EXERCISE ▸ Your task is to retype, word for word, the lines from the start of the data through the line holding "positive clicks: (1067, 1008) (474, 927)". Do not include the pictures.

*** Block opens ***

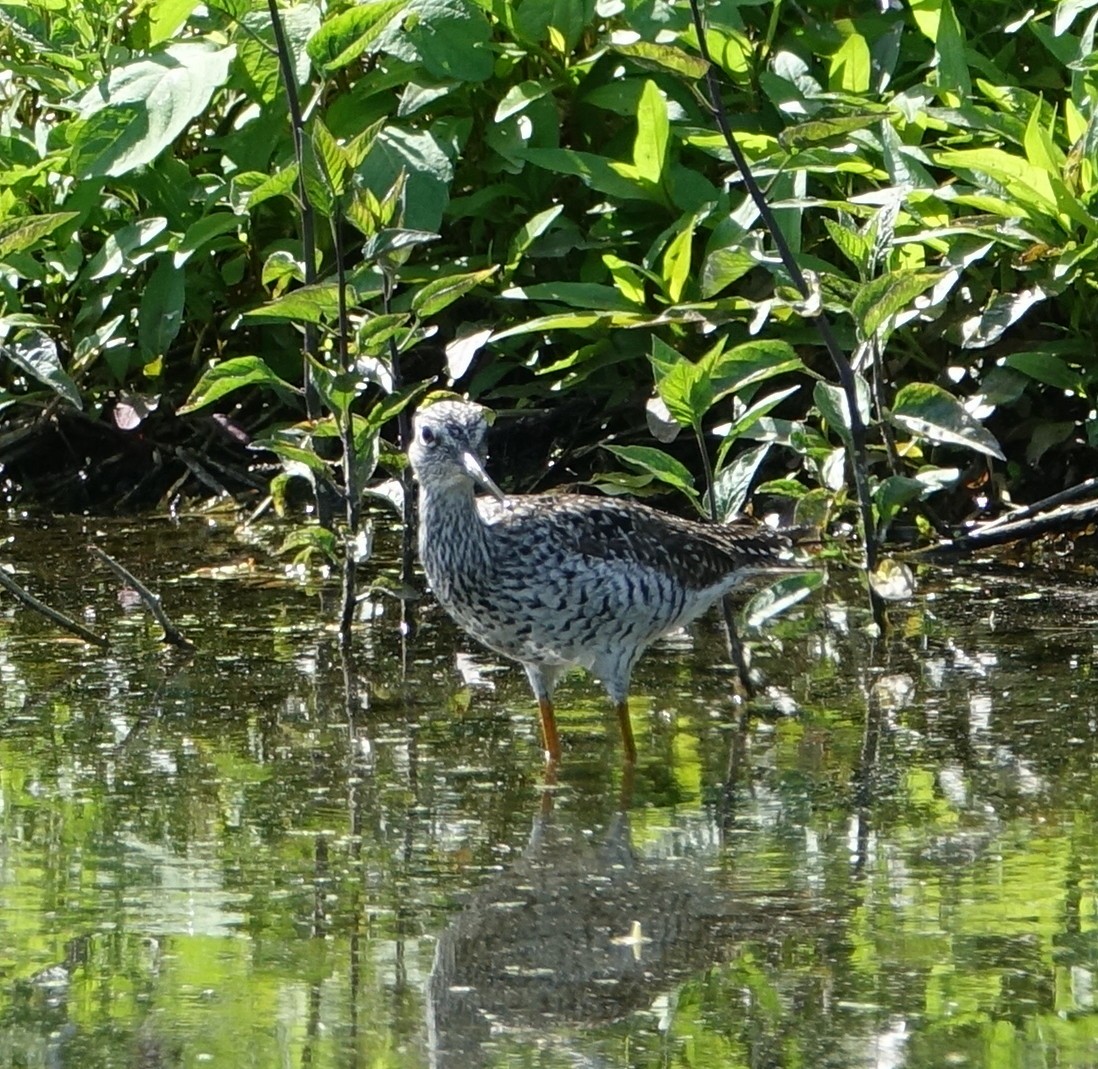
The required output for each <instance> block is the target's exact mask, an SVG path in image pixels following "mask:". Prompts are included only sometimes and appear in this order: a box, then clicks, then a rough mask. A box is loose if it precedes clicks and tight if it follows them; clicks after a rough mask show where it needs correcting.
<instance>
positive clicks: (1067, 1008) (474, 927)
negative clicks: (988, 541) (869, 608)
mask: <svg viewBox="0 0 1098 1069" xmlns="http://www.w3.org/2000/svg"><path fill="white" fill-rule="evenodd" d="M280 539H281V532H278V531H266V532H265V531H254V532H247V533H245V532H242V531H240V530H239V529H238V528H237V527H236V526H235V524H234V521H232V520H229V519H221V520H210V519H205V518H203V519H197V518H195V519H189V520H184V521H182V522H181V524H179V525H175V526H173V525H170V524H168V522H167V521H165V520H148V521H143V522H142V524H126V525H116V524H104V522H100V521H80V520H72V521H58V520H49V521H48V522H46V521H40V520H34V519H26V518H13V517H9V518H5V519H0V562H3V563H7V564H10V565H13V566H14V569H15V574H16V577H18V578H20V581H21V582H23V583H24V585H25V586H27V587H30V588H31V589H32V590H33V592H34V593H36V594H38V595H41V596H43V597H44V598H45V599H46V600H48V601H51V603H52V604H54V605H56V606H57V607H58V608H61V609H64V610H65V611H68V612H69V614H71V615H74V616H77V617H78V618H79V619H81V620H82V621H83V622H86V623H88V626H90V627H92V628H94V629H97V630H99V631H101V632H103V633H105V634H108V635H109V637H110V640H111V649H110V650H109V651H107V652H100V651H97V650H93V649H91V648H89V646H86V645H85V644H82V643H80V642H78V641H76V640H72V639H70V638H68V637H66V635H64V634H60V633H58V632H57V630H56V629H55V628H54V627H53V626H52V624H49V623H47V622H46V621H45V620H43V619H41V618H38V617H36V616H34V615H32V614H30V612H27V611H26V610H25V609H23V608H21V607H18V606H15V604H14V603H13V601H12V600H11V599H10V598H9V597H8V596H7V595H5V594H0V1069H7V1067H16V1066H19V1067H66V1069H67V1067H74V1069H75V1067H81V1069H83V1067H88V1069H94V1067H108V1066H110V1067H115V1066H117V1067H138V1066H141V1067H157V1066H187V1067H198V1066H211V1065H212V1066H225V1067H251V1066H255V1067H265V1069H266V1067H273V1066H299V1065H300V1066H317V1067H320V1066H334V1067H360V1066H361V1067H371V1069H385V1067H401V1069H404V1067H407V1069H418V1067H428V1066H433V1067H456V1069H475V1067H485V1069H496V1067H535V1066H536V1067H539V1069H542V1067H546V1069H548V1067H552V1069H556V1067H561V1069H563V1067H570V1069H571V1067H576V1066H580V1067H589V1066H590V1067H604V1066H605V1067H610V1066H613V1067H630V1069H631V1067H637V1069H641V1067H645V1069H647V1067H664V1066H668V1067H670V1066H674V1067H691V1069H724V1067H737V1066H752V1067H754V1066H802V1065H814V1066H836V1067H845V1066H881V1067H893V1066H909V1067H923V1066H926V1067H941V1066H965V1065H968V1066H1000V1065H1001V1066H1031V1065H1032V1066H1050V1065H1056V1066H1079V1067H1082V1066H1091V1065H1094V1064H1095V1062H1096V1059H1098V1012H1096V1004H1095V1001H1096V992H1095V977H1096V969H1098V923H1096V893H1095V892H1096V882H1095V881H1096V868H1098V862H1096V855H1098V846H1096V829H1095V823H1096V772H1095V769H1096V752H1095V751H1096V733H1098V727H1096V718H1098V713H1096V709H1098V702H1096V700H1095V698H1096V686H1098V685H1096V682H1095V679H1094V674H1095V673H1094V663H1095V640H1094V633H1095V630H1094V623H1095V620H1096V618H1098V608H1096V604H1095V597H1094V579H1093V578H1091V576H1090V574H1089V572H1088V570H1087V569H1085V567H1084V566H1083V565H1082V564H1075V565H1071V566H1066V565H1065V566H1061V567H1058V569H1057V570H1055V571H1052V570H1050V569H1047V567H1037V566H1029V567H1020V566H1006V565H993V564H978V563H966V564H964V565H961V564H954V565H952V566H951V567H943V566H930V565H926V566H922V567H921V570H920V572H919V579H920V587H919V594H918V596H917V598H916V599H915V600H912V601H911V603H910V604H908V605H905V606H900V607H898V608H896V609H894V610H893V614H892V619H893V624H894V627H893V630H892V632H890V633H889V635H888V637H887V638H886V639H877V640H874V639H872V638H871V637H870V634H869V633H867V631H866V630H865V628H864V622H865V621H864V616H863V612H862V607H861V605H860V604H859V599H858V595H856V590H854V589H853V588H852V587H850V586H849V584H845V583H843V582H842V581H841V579H840V581H836V582H832V583H831V584H830V585H829V586H828V587H826V588H825V589H824V590H822V592H820V593H819V594H817V595H815V596H814V597H813V599H810V600H809V601H807V603H804V604H802V605H800V606H798V607H797V608H796V609H795V610H794V611H793V612H791V614H789V615H788V616H786V617H785V618H783V619H781V620H778V621H775V622H772V623H771V624H770V626H768V628H766V629H765V630H764V632H763V633H762V634H753V635H751V637H750V641H751V644H752V648H753V650H754V654H755V663H757V664H758V665H759V666H760V667H761V668H762V671H763V672H764V673H765V676H766V678H768V680H769V684H770V687H771V693H770V696H769V698H768V699H766V700H765V701H763V702H761V704H760V705H759V706H757V707H753V708H750V709H744V708H743V707H741V706H738V705H736V704H735V702H733V701H732V700H731V676H730V674H729V671H728V668H727V665H726V664H725V661H726V656H725V653H724V640H722V637H721V633H720V630H719V627H718V624H717V621H716V620H715V619H706V620H703V621H702V622H701V623H699V624H698V626H697V627H695V628H694V629H693V631H692V632H691V634H690V635H688V637H682V638H676V639H675V640H673V641H670V642H666V643H663V644H662V645H661V646H659V648H658V649H656V650H653V651H652V652H651V653H650V654H649V655H648V656H647V657H646V659H645V660H643V661H642V662H641V665H640V666H639V668H638V671H637V673H636V677H635V680H634V690H632V695H634V697H632V717H634V731H635V733H636V736H637V742H638V747H639V750H640V755H641V756H640V763H639V765H638V768H637V770H636V775H635V776H632V777H630V776H628V775H627V774H626V772H625V770H624V768H623V766H621V762H620V745H619V740H618V738H617V730H616V725H615V722H614V717H613V714H612V712H610V711H609V710H608V709H607V706H606V701H605V698H604V696H603V695H602V693H601V691H600V689H598V688H597V686H595V685H593V684H592V683H591V682H590V680H584V679H583V678H582V677H576V678H575V679H574V680H571V679H570V680H568V682H567V683H565V685H564V686H563V687H562V688H561V693H560V695H559V717H560V723H561V729H562V733H563V736H564V741H565V747H567V753H565V761H564V763H563V766H562V768H561V770H560V773H559V775H558V776H556V777H554V778H553V779H552V781H547V779H546V776H545V773H544V770H542V766H541V762H540V757H539V752H538V742H537V717H536V713H535V709H534V704H533V700H531V698H530V696H529V693H528V690H527V686H526V682H525V677H524V676H523V674H522V673H520V672H519V671H518V669H516V668H514V667H512V666H508V665H504V664H500V663H497V662H495V661H494V660H493V659H492V657H491V656H490V655H489V654H486V653H484V652H483V651H481V650H479V649H478V648H477V646H475V645H474V644H473V643H471V642H470V641H469V640H468V639H466V638H464V637H463V635H462V634H460V633H459V632H457V631H456V630H455V629H453V628H452V626H451V624H450V623H449V622H448V620H447V619H446V618H445V616H444V615H442V614H441V612H440V611H439V610H438V608H437V607H436V606H435V605H434V604H433V603H432V601H430V600H429V599H424V600H423V601H421V603H418V604H416V605H415V606H413V607H412V609H411V616H412V619H413V621H414V622H415V623H416V624H417V628H416V633H415V635H414V639H408V638H405V637H404V635H403V633H402V628H401V623H400V619H401V611H400V606H399V603H397V601H395V600H394V599H392V598H389V597H385V596H383V595H378V596H377V598H376V599H372V600H370V601H369V603H367V605H365V606H363V614H362V615H363V621H362V623H361V624H360V627H359V629H358V632H357V638H356V642H355V644H354V648H352V649H351V650H350V651H341V650H340V648H339V643H338V641H337V637H336V635H335V632H334V630H333V627H332V621H334V620H335V619H336V617H337V611H338V592H337V589H336V587H335V585H334V584H333V585H328V586H326V585H325V584H324V583H322V582H318V581H311V582H301V581H299V579H294V578H291V577H288V576H287V575H285V574H284V571H283V569H282V566H281V565H280V564H279V563H278V562H277V561H276V560H275V559H273V558H272V556H271V555H270V554H269V553H268V551H267V549H266V547H267V545H268V544H277V543H278V542H279V541H280ZM89 541H94V542H97V544H101V545H102V547H103V548H104V549H105V550H107V551H108V552H110V553H112V554H114V555H116V556H117V558H119V559H121V560H122V561H124V562H125V563H127V564H128V565H130V566H131V567H133V569H134V570H135V571H136V572H137V573H138V574H141V575H142V576H143V577H144V578H146V579H150V581H153V584H152V585H154V587H156V588H157V589H158V590H159V593H160V594H161V595H163V598H164V603H165V606H166V608H167V609H168V611H169V612H170V614H171V615H172V617H173V618H175V620H176V622H177V623H178V624H179V626H180V627H181V628H182V629H183V630H184V631H186V632H187V633H188V634H189V635H190V637H191V639H192V640H193V641H194V642H195V645H197V650H195V652H194V654H193V655H191V656H187V655H183V654H181V653H179V652H178V651H172V650H170V649H166V648H165V646H163V644H161V643H160V641H159V638H160V632H159V629H158V628H157V627H156V624H154V623H152V622H150V621H149V620H148V619H147V618H146V617H145V615H144V614H143V612H142V610H141V608H139V607H138V606H135V605H134V604H132V599H130V598H127V597H126V596H124V595H123V596H121V597H120V594H119V590H117V584H116V582H115V581H114V579H113V577H112V576H111V575H110V574H109V573H107V571H105V570H102V569H100V567H98V566H93V565H92V564H91V562H90V560H89V559H88V558H87V556H86V553H85V550H83V547H85V544H86V543H87V542H89ZM363 577H365V578H366V579H367V581H368V582H373V581H377V582H380V583H388V584H390V585H393V586H395V577H394V576H393V575H392V574H391V569H390V567H389V566H388V564H386V563H385V560H384V556H383V555H382V558H381V563H380V564H373V565H371V566H370V569H369V574H368V575H365V576H363Z"/></svg>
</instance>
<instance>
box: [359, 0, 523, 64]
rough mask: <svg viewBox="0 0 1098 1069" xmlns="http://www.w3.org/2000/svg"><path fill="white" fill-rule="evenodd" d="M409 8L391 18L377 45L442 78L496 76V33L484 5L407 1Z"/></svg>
mask: <svg viewBox="0 0 1098 1069" xmlns="http://www.w3.org/2000/svg"><path fill="white" fill-rule="evenodd" d="M404 7H405V10H406V14H405V16H404V19H402V20H400V21H397V22H390V24H389V25H388V27H386V29H385V31H384V33H383V34H382V35H381V37H380V38H379V40H378V42H377V45H376V49H380V50H382V52H385V53H388V54H389V55H392V56H395V57H397V58H399V59H403V60H405V61H406V63H410V64H416V65H417V66H421V67H423V68H424V69H425V70H426V71H427V74H428V75H429V76H430V77H432V78H434V79H437V80H439V81H442V80H456V81H466V82H479V81H485V80H486V79H489V78H491V77H492V70H493V67H494V61H495V57H494V55H493V52H492V48H491V37H492V31H491V26H490V24H489V21H488V16H486V15H485V14H484V12H483V11H482V10H481V8H480V7H479V5H478V4H475V3H471V2H467V0H407V3H406V4H405V5H404ZM526 7H528V4H527V3H524V4H523V9H524V10H525V8H526Z"/></svg>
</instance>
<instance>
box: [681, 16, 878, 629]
mask: <svg viewBox="0 0 1098 1069" xmlns="http://www.w3.org/2000/svg"><path fill="white" fill-rule="evenodd" d="M690 4H691V12H692V14H693V18H694V30H695V32H696V34H697V46H698V52H699V53H701V55H702V58H703V59H704V60H705V61H706V64H708V69H707V71H706V88H707V92H708V98H709V109H710V111H712V113H713V117H714V120H715V121H716V123H717V126H718V128H719V130H720V133H721V135H722V136H724V138H725V144H726V145H727V146H728V150H729V151H730V153H731V154H732V160H733V162H735V164H736V167H737V169H738V170H739V172H740V176H741V177H742V179H743V184H744V187H746V188H747V190H748V193H749V194H750V196H751V200H752V201H754V205H755V207H757V209H758V210H759V214H760V215H761V216H762V220H763V222H764V223H765V224H766V228H768V229H769V230H770V234H771V237H772V238H773V240H774V245H775V247H776V248H777V252H778V256H780V257H781V259H782V266H783V267H784V268H785V270H786V273H787V274H788V275H789V278H791V279H792V280H793V283H794V285H795V286H796V288H797V290H798V291H799V292H800V295H802V296H803V297H805V299H807V297H808V296H809V295H810V290H809V285H808V281H807V279H806V278H805V274H804V272H803V271H802V270H800V266H799V265H798V263H797V261H796V258H795V257H794V255H793V250H792V249H791V248H789V244H788V241H786V239H785V235H784V234H783V233H782V230H781V227H780V226H778V225H777V220H776V217H775V216H774V212H773V210H772V209H771V206H770V204H769V203H768V202H766V198H765V195H764V194H763V192H762V190H761V189H760V188H759V183H758V181H755V177H754V175H753V172H752V171H751V168H750V167H749V165H748V161H747V158H746V157H744V155H743V153H742V150H741V149H740V146H739V143H738V142H737V139H736V135H735V134H733V133H732V128H731V126H730V125H729V122H728V114H727V112H726V111H725V105H724V101H722V100H721V95H720V83H719V81H718V80H717V67H716V65H715V64H714V63H713V59H712V57H710V56H709V46H708V44H707V43H706V38H705V23H704V21H703V19H702V10H701V5H699V3H698V0H690ZM811 320H813V323H814V324H815V326H816V329H817V331H818V333H819V336H820V339H821V340H822V342H824V346H825V348H826V349H827V351H828V355H829V356H830V357H831V362H832V363H833V364H834V369H836V373H837V374H838V376H839V384H840V386H841V387H842V392H843V395H844V396H845V398H847V407H848V409H849V413H850V446H849V448H850V454H851V468H852V469H853V473H854V485H855V487H856V491H858V502H859V507H860V510H861V519H862V537H863V541H864V543H865V566H866V570H867V571H870V572H873V571H875V570H876V564H877V544H876V538H875V534H874V527H873V503H872V499H871V497H870V484H869V475H867V464H866V455H865V424H864V423H863V421H862V415H861V412H860V409H859V407H858V384H856V379H855V375H854V370H853V368H852V367H851V365H850V361H849V360H848V358H847V355H845V353H844V352H843V351H842V347H841V346H840V345H839V340H838V338H836V336H834V331H833V330H832V329H831V324H830V323H829V320H828V319H827V318H826V317H825V316H824V314H822V313H821V314H820V315H816V316H811ZM870 600H871V604H872V606H873V610H874V617H875V618H876V619H877V620H878V621H879V619H881V612H879V606H878V604H877V599H876V598H875V596H874V594H873V592H872V588H871V589H870Z"/></svg>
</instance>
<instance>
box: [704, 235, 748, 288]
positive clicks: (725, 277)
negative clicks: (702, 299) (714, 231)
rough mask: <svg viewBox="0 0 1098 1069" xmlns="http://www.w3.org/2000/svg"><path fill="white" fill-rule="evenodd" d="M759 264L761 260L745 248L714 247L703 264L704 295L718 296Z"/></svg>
mask: <svg viewBox="0 0 1098 1069" xmlns="http://www.w3.org/2000/svg"><path fill="white" fill-rule="evenodd" d="M758 266H759V261H758V260H757V259H755V258H754V257H753V256H752V255H751V252H750V251H749V250H747V249H744V248H739V247H736V248H719V249H714V250H713V251H712V252H710V254H709V255H708V256H707V257H706V258H705V262H704V263H703V265H702V282H701V285H702V296H703V297H705V299H708V297H712V296H716V295H717V294H718V293H720V291H721V290H724V289H726V288H727V286H729V285H731V284H732V283H733V282H737V281H739V280H740V279H742V278H743V275H744V274H747V273H748V272H749V271H752V270H754V268H757V267H758Z"/></svg>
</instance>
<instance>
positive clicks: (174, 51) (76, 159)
mask: <svg viewBox="0 0 1098 1069" xmlns="http://www.w3.org/2000/svg"><path fill="white" fill-rule="evenodd" d="M235 55H236V49H235V47H233V46H229V47H227V48H217V47H216V46H214V45H211V44H208V43H204V42H180V43H177V44H173V45H169V46H168V47H167V48H165V49H164V50H163V52H159V53H155V54H154V55H152V56H147V57H144V58H142V59H136V60H134V61H132V63H128V64H123V65H122V66H119V67H115V68H114V69H113V70H112V71H111V74H110V75H109V76H108V77H107V78H105V79H104V80H103V81H102V82H100V85H99V86H97V87H96V88H93V89H90V90H89V91H88V92H87V93H85V95H83V97H82V98H80V100H79V101H78V103H77V109H78V111H79V113H80V117H81V119H83V120H85V123H83V124H82V125H81V126H79V127H78V128H77V135H76V143H75V144H74V146H72V160H74V169H75V171H76V175H77V177H78V178H92V177H99V176H110V177H117V176H120V175H126V173H128V172H130V171H132V170H135V169H136V168H138V167H143V166H144V165H146V164H150V162H152V161H153V160H154V159H156V157H157V156H159V155H160V153H161V151H164V149H166V148H167V147H168V146H169V145H171V143H172V142H173V140H175V139H176V138H177V137H178V136H179V135H180V134H181V133H182V132H183V130H184V128H186V127H187V125H188V124H189V123H190V122H191V121H192V120H194V119H197V117H198V116H199V115H201V114H202V113H203V112H205V110H206V108H208V106H209V104H210V99H211V98H212V97H213V93H214V90H216V89H217V88H220V87H221V86H222V85H224V82H225V81H226V79H227V78H228V70H229V65H231V64H232V61H233V57H234V56H235Z"/></svg>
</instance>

*** Block closes ***

RESPONSE BELOW ▸
The required output for each <instance> block is the target's exact mask, an SVG path in image pixels following "mask:". Prompts are included only sometimes and appear in this order: a box, then clicks, then a rough mask. A box is loose if it precedes clicks and tight if it follows them; clicks after a rough mask show where it needs correcting.
<instance>
positive clicks: (1067, 1008) (474, 927)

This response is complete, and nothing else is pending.